What do you want?

The gift-giving holidays are wrapping up (pun!), the new year is approaching. What do you want is a common question for this season, and one that’s been on my mind.

Stuff is easy, at least the smaller every-day items. I can purchase anything I truly want for myself. It was nice to have some Barnes and Noble gift cards on my account for a while; buying ebooks took less decision making, but truly, it doesn’t matter. If I want it, I can buy it. If I’m not sure I want it that much, I can investigate the options in the library. Stuff is hard if your goal is to have less of it. Acquisition is so much easier than decluttering.

It’s the bigger questions of who I want to be and how I want to live my life that weigh more heavily. I’ve been reading the Power of Habit by Charles Duggin (I think I’ve read this before). It reminds me that when we are in major life transitions, those are the easiest times for our habits to change — for good or ill. So be mindful and pay attention to how you line yourself up.

I hope to move into a more permanent residence this next year, and that’s one subject of my musings. I have learned that I would rather be out doing things, or even in doing things, but cleaning and yard work are not very high on the list of things I enjoy doing. I would like to minimize my investments here. A place that is easier to take care of, enough money left to pay for help, are ways to accomplish this. I can hire help where I am, but I am not so sure that I can find a lower maintenance place than what I had before.

▶ **What to work on**
(1) Reproduce the part of the essay on wanting that begins with the words containing "The gift-giving holidays" and ends with "easier than decluttering.".
(2) Identify each line of the records that contains the string "crowd", and copy those lines out in full.
The essay on what you want and the records that follow it have unrelated origins.

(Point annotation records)
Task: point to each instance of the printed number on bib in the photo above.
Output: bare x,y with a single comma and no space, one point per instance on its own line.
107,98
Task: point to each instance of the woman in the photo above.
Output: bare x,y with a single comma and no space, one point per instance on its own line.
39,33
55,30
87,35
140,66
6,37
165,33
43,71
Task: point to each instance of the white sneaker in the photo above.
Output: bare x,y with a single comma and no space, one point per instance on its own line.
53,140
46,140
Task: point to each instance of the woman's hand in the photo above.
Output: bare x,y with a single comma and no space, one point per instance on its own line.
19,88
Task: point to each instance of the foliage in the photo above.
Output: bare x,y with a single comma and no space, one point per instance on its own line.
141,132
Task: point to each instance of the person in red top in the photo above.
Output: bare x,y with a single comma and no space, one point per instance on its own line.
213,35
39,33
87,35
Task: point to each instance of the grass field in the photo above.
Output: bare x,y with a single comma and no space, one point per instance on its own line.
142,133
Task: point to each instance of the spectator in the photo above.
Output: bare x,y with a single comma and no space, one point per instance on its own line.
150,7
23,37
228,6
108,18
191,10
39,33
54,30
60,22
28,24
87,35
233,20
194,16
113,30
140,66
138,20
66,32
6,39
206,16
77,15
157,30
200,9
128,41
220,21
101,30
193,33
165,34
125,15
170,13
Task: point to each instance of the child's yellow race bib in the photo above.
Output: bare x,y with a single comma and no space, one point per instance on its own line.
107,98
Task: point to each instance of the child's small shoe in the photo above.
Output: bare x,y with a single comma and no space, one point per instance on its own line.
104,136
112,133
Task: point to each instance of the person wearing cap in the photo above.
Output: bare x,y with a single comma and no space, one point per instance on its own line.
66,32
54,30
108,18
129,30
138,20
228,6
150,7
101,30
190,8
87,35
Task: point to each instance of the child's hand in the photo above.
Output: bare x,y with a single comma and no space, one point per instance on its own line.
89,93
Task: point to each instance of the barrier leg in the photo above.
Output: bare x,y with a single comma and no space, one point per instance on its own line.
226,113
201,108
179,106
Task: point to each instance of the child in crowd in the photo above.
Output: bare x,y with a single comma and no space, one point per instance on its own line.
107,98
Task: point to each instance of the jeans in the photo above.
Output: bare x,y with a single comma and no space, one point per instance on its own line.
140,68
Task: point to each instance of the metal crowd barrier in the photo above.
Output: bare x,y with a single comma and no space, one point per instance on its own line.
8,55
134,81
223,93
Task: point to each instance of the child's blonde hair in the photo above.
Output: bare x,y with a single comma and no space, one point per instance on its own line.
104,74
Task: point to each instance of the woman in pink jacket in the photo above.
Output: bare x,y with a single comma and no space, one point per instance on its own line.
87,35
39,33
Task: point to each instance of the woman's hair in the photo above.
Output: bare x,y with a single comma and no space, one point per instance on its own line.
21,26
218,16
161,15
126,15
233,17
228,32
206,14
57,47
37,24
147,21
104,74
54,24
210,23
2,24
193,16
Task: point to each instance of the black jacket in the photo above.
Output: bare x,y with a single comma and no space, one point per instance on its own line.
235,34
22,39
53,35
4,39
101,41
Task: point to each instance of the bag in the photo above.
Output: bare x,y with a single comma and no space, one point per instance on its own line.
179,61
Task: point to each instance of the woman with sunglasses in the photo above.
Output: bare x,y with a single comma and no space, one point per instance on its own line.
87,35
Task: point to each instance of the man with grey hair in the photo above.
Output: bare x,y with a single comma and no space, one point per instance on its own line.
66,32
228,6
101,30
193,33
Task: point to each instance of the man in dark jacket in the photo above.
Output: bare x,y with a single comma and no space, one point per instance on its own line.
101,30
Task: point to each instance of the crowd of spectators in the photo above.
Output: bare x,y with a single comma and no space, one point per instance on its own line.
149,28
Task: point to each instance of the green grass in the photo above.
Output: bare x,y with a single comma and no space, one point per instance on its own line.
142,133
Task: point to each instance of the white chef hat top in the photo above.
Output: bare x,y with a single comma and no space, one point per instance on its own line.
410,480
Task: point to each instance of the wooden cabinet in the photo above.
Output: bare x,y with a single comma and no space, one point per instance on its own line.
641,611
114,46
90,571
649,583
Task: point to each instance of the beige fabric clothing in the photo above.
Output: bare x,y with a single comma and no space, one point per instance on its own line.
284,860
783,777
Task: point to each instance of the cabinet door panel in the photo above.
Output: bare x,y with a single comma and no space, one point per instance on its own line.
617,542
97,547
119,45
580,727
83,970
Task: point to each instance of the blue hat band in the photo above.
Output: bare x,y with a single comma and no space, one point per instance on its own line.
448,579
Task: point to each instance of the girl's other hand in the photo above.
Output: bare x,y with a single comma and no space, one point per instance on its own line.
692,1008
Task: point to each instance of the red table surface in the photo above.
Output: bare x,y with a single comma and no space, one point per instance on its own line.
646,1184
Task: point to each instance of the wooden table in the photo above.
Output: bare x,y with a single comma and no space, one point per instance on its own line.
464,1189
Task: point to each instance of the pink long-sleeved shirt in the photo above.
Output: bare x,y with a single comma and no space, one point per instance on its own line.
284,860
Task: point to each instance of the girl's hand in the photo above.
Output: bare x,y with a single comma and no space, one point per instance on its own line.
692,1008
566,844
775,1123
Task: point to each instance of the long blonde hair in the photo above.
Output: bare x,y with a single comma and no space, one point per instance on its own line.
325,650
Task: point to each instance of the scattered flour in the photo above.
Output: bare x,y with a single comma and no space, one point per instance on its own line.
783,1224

* * *

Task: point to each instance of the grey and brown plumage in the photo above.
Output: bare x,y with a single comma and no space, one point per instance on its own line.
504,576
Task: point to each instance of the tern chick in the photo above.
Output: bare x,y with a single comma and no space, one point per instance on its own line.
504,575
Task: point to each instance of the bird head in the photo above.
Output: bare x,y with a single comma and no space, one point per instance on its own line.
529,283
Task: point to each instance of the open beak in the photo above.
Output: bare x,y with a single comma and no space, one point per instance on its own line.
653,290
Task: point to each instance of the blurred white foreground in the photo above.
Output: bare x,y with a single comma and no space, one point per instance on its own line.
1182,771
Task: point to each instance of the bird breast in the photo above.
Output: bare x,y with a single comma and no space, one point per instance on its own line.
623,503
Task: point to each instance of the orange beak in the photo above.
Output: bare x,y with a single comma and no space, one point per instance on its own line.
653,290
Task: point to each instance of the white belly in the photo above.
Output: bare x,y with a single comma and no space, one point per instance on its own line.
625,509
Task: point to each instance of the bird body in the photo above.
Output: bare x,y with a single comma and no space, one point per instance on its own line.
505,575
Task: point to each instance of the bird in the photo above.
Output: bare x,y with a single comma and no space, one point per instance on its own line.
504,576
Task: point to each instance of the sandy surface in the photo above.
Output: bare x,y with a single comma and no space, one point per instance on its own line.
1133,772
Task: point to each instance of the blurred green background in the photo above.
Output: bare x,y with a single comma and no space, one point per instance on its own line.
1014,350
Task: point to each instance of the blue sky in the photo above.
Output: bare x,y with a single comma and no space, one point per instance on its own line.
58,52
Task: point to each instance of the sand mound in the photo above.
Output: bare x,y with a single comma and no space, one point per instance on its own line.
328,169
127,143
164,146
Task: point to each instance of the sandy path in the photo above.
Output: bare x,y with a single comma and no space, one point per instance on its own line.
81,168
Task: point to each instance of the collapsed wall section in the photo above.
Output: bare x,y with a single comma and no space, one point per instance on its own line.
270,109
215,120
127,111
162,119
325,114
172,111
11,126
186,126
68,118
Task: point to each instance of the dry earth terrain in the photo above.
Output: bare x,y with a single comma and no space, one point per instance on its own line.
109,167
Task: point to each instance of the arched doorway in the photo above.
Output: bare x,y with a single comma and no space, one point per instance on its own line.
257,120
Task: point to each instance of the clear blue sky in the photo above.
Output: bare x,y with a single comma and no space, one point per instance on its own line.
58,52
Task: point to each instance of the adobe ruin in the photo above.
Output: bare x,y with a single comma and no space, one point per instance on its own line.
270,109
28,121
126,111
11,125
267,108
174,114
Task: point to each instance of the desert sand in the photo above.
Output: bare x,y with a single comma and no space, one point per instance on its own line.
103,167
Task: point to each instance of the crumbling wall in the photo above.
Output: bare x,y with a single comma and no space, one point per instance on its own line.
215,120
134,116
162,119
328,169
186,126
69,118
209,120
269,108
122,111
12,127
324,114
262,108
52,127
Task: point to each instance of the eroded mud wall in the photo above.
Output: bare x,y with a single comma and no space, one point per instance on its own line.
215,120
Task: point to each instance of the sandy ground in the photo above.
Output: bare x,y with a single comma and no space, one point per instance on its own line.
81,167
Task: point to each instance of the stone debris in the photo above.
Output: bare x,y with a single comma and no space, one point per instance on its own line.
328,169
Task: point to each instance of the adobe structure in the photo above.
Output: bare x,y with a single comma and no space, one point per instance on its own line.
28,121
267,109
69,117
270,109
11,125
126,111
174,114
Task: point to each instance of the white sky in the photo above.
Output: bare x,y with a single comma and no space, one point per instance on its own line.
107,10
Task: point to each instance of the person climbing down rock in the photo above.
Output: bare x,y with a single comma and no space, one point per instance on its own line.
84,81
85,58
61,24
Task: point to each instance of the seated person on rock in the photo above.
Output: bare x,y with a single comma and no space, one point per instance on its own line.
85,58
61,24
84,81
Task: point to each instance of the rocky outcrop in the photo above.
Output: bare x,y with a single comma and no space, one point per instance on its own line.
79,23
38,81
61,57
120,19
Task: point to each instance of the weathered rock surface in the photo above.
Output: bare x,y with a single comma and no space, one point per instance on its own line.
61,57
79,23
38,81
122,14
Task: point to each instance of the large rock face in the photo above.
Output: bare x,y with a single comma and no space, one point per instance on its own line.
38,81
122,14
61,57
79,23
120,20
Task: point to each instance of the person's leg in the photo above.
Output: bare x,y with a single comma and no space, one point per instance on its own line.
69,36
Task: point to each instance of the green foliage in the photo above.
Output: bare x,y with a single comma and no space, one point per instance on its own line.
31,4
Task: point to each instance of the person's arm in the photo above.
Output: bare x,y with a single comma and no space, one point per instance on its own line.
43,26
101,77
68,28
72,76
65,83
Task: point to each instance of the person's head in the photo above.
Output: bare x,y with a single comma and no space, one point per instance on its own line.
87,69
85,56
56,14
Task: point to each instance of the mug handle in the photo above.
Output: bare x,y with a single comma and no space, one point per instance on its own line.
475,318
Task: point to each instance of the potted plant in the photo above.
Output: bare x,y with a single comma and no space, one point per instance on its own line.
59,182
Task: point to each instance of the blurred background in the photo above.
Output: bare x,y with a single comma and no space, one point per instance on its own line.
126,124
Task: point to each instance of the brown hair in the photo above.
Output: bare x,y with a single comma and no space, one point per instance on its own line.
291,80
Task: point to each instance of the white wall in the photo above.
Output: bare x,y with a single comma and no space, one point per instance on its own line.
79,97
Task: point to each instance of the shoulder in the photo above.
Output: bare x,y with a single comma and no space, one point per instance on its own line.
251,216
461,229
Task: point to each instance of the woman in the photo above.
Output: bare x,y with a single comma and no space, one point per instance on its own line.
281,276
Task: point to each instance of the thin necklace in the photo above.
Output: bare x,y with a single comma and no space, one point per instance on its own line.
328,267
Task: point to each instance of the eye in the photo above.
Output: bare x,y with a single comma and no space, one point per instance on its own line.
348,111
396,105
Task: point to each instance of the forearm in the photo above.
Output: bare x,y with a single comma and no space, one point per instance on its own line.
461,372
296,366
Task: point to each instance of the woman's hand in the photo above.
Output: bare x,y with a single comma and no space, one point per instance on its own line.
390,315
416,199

...

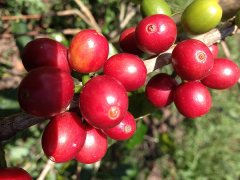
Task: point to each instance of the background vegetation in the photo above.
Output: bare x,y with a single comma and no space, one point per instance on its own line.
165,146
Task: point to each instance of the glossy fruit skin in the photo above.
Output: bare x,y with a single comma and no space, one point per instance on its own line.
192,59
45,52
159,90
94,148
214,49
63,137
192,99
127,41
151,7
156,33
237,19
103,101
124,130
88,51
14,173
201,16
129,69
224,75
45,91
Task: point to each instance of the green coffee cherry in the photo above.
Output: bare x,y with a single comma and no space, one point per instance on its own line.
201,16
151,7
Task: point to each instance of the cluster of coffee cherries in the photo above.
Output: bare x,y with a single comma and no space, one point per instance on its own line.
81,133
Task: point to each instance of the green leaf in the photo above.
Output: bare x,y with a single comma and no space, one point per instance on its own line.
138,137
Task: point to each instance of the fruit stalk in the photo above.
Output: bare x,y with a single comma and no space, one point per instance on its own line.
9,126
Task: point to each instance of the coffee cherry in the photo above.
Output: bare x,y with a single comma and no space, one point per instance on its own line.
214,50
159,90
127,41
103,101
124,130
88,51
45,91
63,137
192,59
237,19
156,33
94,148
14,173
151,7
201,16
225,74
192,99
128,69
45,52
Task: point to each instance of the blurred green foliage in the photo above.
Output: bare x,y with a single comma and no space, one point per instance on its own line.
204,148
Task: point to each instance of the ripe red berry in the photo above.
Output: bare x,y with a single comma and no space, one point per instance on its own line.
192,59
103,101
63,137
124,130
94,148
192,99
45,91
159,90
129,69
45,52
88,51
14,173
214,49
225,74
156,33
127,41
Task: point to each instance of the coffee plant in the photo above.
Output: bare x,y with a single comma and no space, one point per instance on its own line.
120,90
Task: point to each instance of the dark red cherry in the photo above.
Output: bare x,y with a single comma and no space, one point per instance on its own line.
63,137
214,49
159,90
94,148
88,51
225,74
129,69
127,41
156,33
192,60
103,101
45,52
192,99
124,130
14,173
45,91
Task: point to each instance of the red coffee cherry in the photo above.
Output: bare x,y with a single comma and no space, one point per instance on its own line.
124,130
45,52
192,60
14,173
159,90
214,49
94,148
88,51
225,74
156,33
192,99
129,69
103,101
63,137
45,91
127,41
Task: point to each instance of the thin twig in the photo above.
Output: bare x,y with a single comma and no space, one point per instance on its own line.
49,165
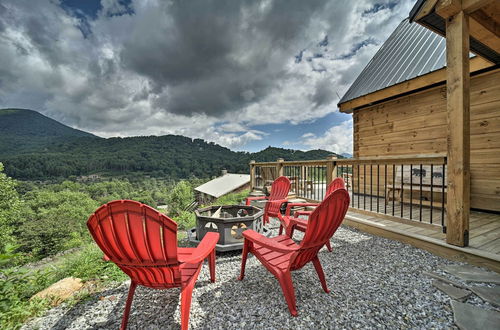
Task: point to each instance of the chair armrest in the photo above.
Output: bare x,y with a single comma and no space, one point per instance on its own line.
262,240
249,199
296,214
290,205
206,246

▶ **Answers for the exercise**
(1)
The gift-giving holidays are wrapping up (pun!), the new year is approaching. What do you want is a common question for this season, and one that’s been on my mind.

Stuff is easy, at least the smaller every-day items. I can purchase anything I truly want for myself. It was nice to have some Barnes and Noble gift cards on my account for a while; buying ebooks took less decision making, but truly, it doesn’t matter. If I want it, I can buy it. If I’m not sure I want it that much, I can investigate the options in the library. Stuff is hard if your goal is to have less of it. Acquisition is so much easier than decluttering.

(2)
Task: point to each instance of the child in crowd in the photo above.
Task: point to each instance of the metal crowd barrier in the photo above.
Task: point to each instance of the crowd of spectators in the photo above.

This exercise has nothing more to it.